Infatti, l’art. 72, comma 11 , nella versione applicabile ratione temporis , recita: «Per gli anni 2009, 2010 e 2011, le pubbliche amministrazioni di cui all ‘ articolo 1, comma 2, del decreto legislativo 30 marzo 2001, n. 165, e successive modificazioni, possono, a decorrere dal compimento dell ‘ anzianità massima contributiva di quaranta anni del personale dipendente, nell ‘ esercizio dei poteri di cui all ‘ articolo 5 del citato decreto legislativo n. 165 del 2001, risolvere unilateralmente il rapporto di lavoro e il contratto individuale, anche del personale dirigenziale, con un preavviso di sei mesi, fermo restando quanto previsto dalla disciplina vigente in materia di decorrenza dei trattamenti pensionistici.».
Ne consegue che l’art. 72 introduce un’ipotesi di recesso speciale e distinta da quelle previste dalla contrattazione collettiva, espressamente correlata al compimento dell’anzianità massima contributiva, stabilendo
anche direttamente l’entità del preavviso dovuta in tale evenienza, indicata nel termine di sei mesi.
Con il quarto motivo si denuncia la violazione o falsa applicazione, ai sensi dell’art. 360, comma primo, n. 3 cod. proc. civ., de ll’art. 24 d.lgs. n. 165 del 2001 e de ll’art. 26 CCNL Dirigenza Area VII del 5 marzo 2008, con riferimento al vantato diritto al compenso per incarichi aggiuntivi.
4.1. Anche tale censura è infondata.
L’art. 24, comma 3, del d.lgs. n. 165 del 2001 stabilisce: «Il trattamento economico determinato ai sensi dei commi 1 e 2 remunera tutte le funzioni ed i compiti attribuiti ai dirigenti in base a quanto previsto dal presente decreto, nonché qualsiasi incarico ad essi conferito in ragione del loro ufficio o comunque conferito dall’amministrazione presso cui prestano servizio o su designazione della stessa; i compensi dovuti dai terzi sono corrisposti direttamente alla medesima amministrazione e confluiscono nelle risorse destinate al trattamento economico accessorio della dirigenza.»
Questa Corte ha ripetutamente affermato che nel pubblico impiego privatizzato, il principio di omnicomprensività del trattamento economico dirigenziale previsto dall ‘ art. 24 del d.lgs. n. 165 del 2001, per cui esso remunera tutte le funzioni ed i compiti attribuiti in ragione dell ‘ ufficio ricoperto dall ‘ Amministrazione presso la quale il dirigente presta servizio o su designazione della stessa, non è derogato dall ‘ art. 16 della legge n. 448 del 2001, che riguarda i compensi provenienti da terzi corrisposti direttamente in favore dell ‘ Amministrazione (Cass. Sez. L, 25 ottobre 2019, n. 27385). Nello stesso senso, è stato precisato che, in forza del principio di onnicomprensività del trattamento economico dirigenziale, sancito dall ‘ art. 24, comma 3, del d.lgs. n. 165 del 2001, al dirigente cui siano attribuiti incarichi che possano impegnarlo anche oltre l ‘ orario “normale” stabilito dalla contrattazione collettiva non spetta alcuna ulteriore remunerazione a titolo di compenso per lavoro straordinario, salva la diversa previsione espressa della stessa contrattazione collettiva (Cass. Sez. L, 04/11/2022, n. 32617).

» COMPITI SCRITTI
(A) Secondo il brano sul pubblico impiego, quanto dura il preavviso previsto dall'art. 72, comma 11?
(B) Riporta senza modifiche il passo del brano sul pubblico impiego che comincia con le parole "Con il quarto" e fermati dopo le parole "per incarichi aggiuntivi.".
(C) Prosegui il brano sul pubblico impiego dal punto in cui si interrompe.

» DATI MOSTRATI
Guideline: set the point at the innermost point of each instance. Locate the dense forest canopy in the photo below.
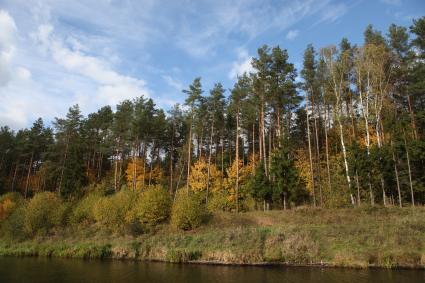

» RISPOSTE AI COMPITI
(A) Il preavviso è di sei mesi.

(B)
Con il quarto motivo si denuncia la violazione o falsa applicazione, ai sensi dell’art. 360, comma primo, n. 3 cod. proc. civ., de ll’art. 24 d.lgs. n. 165 del 2001 e de ll’art. 26 CCNL Dirigenza Area VII del 5 marzo 2008, con riferimento al vantato diritto al compenso per incarichi aggiuntivi.

(C)
A fronte di tale chiaro indirizzo, non può accedersi alla conclusione auspicata dal ricorrente in base all’art. 26 CCNL, che recita: «1. Le Amministrazioni possono formalmente conferire ai dirigenti incarichi aggiuntivi. 2. In relazione all’espletamento di incarichi aggiuntivi conferiti ai dirigenti in ragione del loro ufficio o comunque attribuiti dalle amministrazioni presso cui prestano servizio o su designazione delle stesse, i relativi compensi dovuti dai terzi sono corrisposti direttamente alle amministrazioni e confluiscono sui fondi di cui agli artt. 55 e 62 (Fondo per il finanziamento della retribuzione di posizione e della retribuzione di risultato dei dirigenti di prima fascia – Fondo per il finanziamento della retribuzione di posizione e della retribuzione di risultato dei dirigenti di seconda fascia) per essere destinati al trattamento economico accessorio, sulla base dell’art. 24, comma 3, del d.lgs. n. 165 del 2001. 3. Allo scopo di remunerare i maggiori oneri e responsabilità dei dirigenti che svolgono detti incarichi aggiuntivi, viene loro corrisposta, in aggiunta alla retribuzione di posizione e di risultato, una quota ai fini del trattamento accessorio in ragione dell’impegno richiesto. Tale quota verrà definita nella contrattazione integrat iva in una misura ricompresa tra il 50% e 66% dell’importo disponibile una volta detratti gli oneri a carico dell’Amministrazione. ».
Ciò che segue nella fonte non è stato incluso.